--- START ---

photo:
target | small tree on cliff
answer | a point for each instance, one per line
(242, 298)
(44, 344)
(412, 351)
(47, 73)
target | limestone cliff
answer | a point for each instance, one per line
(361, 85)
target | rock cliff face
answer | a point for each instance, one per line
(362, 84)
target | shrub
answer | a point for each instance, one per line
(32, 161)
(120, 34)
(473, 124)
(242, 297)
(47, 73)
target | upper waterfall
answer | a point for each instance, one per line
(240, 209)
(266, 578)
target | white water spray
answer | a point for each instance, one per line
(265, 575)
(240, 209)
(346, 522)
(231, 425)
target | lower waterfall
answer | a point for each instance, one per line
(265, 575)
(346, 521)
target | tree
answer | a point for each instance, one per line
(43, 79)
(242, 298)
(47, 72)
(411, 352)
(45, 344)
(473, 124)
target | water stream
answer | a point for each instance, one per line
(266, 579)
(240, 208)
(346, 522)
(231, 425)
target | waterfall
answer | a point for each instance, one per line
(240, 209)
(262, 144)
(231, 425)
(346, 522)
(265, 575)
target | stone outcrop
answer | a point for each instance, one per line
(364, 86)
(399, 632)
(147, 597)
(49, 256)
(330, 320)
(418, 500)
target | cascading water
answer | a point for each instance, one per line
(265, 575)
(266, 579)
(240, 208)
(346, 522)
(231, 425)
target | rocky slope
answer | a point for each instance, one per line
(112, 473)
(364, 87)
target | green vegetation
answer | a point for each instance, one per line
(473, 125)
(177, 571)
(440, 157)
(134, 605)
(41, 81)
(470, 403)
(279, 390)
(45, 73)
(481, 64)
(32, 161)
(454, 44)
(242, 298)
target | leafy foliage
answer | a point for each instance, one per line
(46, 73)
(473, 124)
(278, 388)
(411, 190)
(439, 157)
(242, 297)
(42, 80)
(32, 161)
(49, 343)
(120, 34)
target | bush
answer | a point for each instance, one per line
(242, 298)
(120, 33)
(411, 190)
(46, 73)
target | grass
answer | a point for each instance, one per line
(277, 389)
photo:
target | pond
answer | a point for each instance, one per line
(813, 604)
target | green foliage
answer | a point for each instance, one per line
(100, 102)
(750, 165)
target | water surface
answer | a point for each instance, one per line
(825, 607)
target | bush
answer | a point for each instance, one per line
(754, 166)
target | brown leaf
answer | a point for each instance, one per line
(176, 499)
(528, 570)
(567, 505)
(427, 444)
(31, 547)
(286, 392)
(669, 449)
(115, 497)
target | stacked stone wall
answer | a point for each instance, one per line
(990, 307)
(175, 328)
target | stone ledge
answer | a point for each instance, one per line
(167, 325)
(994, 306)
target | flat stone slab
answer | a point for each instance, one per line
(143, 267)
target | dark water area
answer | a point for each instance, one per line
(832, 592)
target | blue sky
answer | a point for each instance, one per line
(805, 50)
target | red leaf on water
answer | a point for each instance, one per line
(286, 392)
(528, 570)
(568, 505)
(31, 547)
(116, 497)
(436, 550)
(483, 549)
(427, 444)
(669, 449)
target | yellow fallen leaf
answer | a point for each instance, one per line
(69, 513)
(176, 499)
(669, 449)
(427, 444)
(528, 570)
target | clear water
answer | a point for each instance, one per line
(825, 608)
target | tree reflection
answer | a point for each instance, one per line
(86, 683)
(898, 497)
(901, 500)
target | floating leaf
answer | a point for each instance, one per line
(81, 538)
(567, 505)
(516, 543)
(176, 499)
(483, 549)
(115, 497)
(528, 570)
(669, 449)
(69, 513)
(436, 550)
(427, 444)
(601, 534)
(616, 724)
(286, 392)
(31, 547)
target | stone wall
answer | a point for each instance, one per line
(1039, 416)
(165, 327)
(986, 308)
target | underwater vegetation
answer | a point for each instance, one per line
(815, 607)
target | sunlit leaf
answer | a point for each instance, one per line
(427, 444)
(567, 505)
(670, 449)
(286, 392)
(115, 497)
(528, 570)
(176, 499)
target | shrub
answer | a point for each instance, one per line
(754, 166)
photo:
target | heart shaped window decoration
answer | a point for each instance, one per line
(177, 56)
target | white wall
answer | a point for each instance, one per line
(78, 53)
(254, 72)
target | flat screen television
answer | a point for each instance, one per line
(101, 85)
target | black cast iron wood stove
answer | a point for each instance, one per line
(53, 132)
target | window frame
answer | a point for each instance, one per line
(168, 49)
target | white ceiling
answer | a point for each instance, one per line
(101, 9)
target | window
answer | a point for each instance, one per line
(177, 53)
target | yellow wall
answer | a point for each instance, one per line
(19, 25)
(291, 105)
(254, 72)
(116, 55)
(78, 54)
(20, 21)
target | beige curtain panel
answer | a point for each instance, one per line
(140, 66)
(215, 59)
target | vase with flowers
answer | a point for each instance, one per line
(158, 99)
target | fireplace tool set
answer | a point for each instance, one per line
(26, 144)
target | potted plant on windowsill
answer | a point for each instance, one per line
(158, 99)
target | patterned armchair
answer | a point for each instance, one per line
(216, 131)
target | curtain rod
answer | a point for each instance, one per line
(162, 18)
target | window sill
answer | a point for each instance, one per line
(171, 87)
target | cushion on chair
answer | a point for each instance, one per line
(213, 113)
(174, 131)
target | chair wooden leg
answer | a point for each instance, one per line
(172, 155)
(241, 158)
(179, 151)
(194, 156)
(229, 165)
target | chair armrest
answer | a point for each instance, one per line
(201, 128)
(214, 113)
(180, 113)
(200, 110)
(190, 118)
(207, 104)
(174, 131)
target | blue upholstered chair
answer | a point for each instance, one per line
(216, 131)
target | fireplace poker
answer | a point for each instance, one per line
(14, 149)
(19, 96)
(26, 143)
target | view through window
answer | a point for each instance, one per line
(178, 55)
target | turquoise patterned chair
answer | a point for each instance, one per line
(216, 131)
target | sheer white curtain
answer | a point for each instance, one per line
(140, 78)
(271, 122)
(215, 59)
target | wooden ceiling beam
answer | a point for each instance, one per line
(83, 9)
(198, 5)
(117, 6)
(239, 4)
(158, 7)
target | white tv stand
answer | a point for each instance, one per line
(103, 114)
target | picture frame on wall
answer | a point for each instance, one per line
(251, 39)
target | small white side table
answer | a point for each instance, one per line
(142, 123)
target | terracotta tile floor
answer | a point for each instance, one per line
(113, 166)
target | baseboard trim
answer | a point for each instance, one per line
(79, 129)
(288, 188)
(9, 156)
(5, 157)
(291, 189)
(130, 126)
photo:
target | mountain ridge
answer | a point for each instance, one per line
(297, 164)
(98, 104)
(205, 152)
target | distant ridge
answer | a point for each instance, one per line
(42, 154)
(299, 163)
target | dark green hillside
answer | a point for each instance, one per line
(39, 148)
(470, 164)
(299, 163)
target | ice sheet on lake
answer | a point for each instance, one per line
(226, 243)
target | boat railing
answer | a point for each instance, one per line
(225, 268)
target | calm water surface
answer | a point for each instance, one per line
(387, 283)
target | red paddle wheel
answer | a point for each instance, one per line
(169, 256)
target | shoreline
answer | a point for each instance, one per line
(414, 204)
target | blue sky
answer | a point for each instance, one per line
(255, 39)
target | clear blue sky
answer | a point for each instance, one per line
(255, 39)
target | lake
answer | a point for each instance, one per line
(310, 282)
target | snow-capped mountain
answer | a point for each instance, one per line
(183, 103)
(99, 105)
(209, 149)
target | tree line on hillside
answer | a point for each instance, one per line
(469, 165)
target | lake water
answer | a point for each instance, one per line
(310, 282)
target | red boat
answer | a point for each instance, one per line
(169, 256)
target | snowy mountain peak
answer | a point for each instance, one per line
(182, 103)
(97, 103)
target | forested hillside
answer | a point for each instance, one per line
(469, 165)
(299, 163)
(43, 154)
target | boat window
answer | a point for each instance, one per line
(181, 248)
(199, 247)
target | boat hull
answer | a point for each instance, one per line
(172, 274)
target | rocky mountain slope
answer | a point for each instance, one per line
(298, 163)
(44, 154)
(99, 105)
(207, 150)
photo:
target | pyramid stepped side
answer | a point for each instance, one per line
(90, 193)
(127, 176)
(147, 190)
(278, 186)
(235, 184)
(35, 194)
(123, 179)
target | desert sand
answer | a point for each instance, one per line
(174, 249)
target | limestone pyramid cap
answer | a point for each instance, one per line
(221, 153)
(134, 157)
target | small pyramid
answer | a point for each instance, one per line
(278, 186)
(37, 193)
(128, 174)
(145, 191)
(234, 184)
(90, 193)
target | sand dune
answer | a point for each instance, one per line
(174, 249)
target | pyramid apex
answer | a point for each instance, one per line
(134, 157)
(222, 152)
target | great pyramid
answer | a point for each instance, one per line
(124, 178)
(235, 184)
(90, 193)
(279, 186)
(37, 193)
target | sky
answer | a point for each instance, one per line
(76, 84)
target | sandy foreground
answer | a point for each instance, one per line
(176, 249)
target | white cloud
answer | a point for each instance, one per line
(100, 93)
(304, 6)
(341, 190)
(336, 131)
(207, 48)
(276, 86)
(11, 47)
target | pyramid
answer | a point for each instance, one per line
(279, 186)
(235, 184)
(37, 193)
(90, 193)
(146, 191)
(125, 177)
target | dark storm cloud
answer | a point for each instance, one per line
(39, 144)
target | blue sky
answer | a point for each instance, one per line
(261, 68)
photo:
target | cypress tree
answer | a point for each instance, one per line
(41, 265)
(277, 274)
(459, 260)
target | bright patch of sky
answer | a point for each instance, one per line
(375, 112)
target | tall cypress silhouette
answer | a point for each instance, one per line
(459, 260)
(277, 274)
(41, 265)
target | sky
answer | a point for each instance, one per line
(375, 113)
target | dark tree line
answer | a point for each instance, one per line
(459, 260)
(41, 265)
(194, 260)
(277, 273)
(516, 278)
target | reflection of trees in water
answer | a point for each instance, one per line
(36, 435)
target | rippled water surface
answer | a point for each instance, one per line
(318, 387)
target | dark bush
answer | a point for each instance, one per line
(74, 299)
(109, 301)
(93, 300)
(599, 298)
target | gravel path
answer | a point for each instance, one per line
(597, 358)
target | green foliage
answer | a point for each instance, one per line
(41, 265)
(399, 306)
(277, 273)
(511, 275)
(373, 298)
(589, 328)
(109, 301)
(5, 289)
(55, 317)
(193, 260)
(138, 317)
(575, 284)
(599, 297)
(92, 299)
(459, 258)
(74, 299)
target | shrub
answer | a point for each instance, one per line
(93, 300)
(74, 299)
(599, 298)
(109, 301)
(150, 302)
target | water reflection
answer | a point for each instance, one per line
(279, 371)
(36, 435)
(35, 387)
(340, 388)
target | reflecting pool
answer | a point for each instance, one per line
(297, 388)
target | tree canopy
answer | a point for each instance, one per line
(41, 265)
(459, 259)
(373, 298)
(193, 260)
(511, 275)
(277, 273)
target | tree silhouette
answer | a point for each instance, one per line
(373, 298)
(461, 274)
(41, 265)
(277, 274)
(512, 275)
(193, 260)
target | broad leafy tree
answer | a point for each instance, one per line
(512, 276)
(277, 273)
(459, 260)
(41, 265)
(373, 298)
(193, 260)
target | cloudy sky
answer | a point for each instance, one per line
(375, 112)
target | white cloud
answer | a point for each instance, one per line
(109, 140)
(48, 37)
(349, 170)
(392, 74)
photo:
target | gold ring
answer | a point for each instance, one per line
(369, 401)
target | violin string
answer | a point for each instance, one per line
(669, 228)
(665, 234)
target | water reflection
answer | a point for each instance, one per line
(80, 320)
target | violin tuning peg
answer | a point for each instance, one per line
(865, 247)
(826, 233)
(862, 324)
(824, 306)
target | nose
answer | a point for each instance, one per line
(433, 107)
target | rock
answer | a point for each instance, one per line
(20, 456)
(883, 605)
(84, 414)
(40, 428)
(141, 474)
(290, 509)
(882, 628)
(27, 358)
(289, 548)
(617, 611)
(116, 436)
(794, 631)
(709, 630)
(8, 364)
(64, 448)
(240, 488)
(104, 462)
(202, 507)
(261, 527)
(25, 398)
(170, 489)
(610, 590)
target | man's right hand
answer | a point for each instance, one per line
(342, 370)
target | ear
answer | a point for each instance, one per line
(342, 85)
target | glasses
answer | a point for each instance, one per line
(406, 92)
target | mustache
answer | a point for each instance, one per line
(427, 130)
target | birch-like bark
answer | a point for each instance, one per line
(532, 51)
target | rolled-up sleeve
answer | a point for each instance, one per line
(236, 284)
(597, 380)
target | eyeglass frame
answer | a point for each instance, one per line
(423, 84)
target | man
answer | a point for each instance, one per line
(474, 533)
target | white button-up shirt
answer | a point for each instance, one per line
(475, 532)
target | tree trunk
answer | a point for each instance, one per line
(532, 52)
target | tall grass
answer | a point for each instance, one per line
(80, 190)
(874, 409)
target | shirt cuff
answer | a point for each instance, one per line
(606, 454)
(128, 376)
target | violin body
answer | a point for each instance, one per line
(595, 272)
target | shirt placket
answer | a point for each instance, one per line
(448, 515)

--- END ---

Written exercise:
Everything from the line with "target | rolled-up sleeve" through the last line of the material above should be echoed exactly, and nothing else.

Response for this exercise:
target | rolled-up sleeve
answer | a point for each instance, one per line
(236, 284)
(597, 380)
target | eyeglass frame
answer | a point for each instance, one per line
(423, 84)
target | man
answer | a point for each instance, one per line
(474, 533)
target | white button-up shirt
answer | a point for each instance, one per line
(475, 532)
target | tree trunk
answer | a point for each instance, one per line
(532, 52)
target | tall grass
answer | a point for each instance, one per line
(80, 190)
(874, 409)
target | shirt cuff
answer | a point for each instance, one per line
(606, 454)
(128, 376)
target | violin body
answer | a point for each instance, one per line
(595, 272)
target | shirt placket
answer | a point for each instance, one per line
(448, 515)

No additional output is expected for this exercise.